> **Work to complete**:
Please output exactly the lines from the one containing "[point] window with" through the last line of the records, both included.

- - -

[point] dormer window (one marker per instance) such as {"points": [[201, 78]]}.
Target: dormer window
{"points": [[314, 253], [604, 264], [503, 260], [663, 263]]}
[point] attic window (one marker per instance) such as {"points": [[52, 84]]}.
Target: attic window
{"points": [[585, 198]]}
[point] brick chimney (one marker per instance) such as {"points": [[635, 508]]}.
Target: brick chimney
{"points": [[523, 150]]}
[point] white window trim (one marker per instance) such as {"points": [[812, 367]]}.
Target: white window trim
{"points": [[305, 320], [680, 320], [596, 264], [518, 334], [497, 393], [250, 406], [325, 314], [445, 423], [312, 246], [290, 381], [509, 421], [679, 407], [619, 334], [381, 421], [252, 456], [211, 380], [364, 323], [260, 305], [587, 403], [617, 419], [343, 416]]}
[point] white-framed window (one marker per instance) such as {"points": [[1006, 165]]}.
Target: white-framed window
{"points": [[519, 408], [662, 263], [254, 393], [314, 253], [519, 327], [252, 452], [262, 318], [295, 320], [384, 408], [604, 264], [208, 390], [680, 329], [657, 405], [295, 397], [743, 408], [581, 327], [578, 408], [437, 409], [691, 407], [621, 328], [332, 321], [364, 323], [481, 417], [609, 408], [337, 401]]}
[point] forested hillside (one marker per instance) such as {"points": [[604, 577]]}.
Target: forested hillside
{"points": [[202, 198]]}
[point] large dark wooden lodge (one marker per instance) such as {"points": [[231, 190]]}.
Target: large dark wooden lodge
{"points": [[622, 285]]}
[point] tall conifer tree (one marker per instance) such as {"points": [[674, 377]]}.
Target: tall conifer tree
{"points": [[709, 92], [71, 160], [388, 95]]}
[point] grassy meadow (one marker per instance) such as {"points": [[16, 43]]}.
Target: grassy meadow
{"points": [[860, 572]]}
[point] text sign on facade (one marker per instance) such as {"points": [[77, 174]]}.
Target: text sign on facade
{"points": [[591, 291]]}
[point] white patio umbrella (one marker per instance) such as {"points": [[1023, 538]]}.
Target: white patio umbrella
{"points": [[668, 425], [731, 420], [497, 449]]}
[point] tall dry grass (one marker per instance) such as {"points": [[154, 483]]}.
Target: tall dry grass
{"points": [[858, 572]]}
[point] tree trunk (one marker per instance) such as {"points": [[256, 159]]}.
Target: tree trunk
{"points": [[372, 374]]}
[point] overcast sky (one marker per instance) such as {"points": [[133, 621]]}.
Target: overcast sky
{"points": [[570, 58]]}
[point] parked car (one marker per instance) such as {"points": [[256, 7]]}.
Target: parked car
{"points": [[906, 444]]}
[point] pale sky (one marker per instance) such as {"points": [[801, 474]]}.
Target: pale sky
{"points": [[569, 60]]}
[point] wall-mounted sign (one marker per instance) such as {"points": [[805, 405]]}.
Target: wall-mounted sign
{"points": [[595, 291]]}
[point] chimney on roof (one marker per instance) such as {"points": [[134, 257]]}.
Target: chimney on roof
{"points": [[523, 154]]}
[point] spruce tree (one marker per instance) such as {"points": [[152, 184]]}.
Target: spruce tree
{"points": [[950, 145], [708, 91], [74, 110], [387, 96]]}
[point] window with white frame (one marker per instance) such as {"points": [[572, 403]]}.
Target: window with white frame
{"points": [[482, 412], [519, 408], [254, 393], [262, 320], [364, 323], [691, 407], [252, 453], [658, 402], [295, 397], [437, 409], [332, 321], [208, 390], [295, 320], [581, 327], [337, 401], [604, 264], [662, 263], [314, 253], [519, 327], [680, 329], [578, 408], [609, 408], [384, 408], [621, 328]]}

- - -

> **The completed task**:
[point] window with white frame (one marker per instance) such as {"points": [[572, 403]]}.
Target: window with white frame
{"points": [[482, 412], [519, 408], [254, 393], [262, 320], [364, 323], [691, 407], [252, 453], [658, 402], [295, 397], [437, 409], [332, 321], [208, 390], [295, 320], [581, 327], [337, 401], [604, 264], [662, 263], [314, 253], [519, 327], [680, 329], [578, 408], [609, 408], [384, 408], [621, 328]]}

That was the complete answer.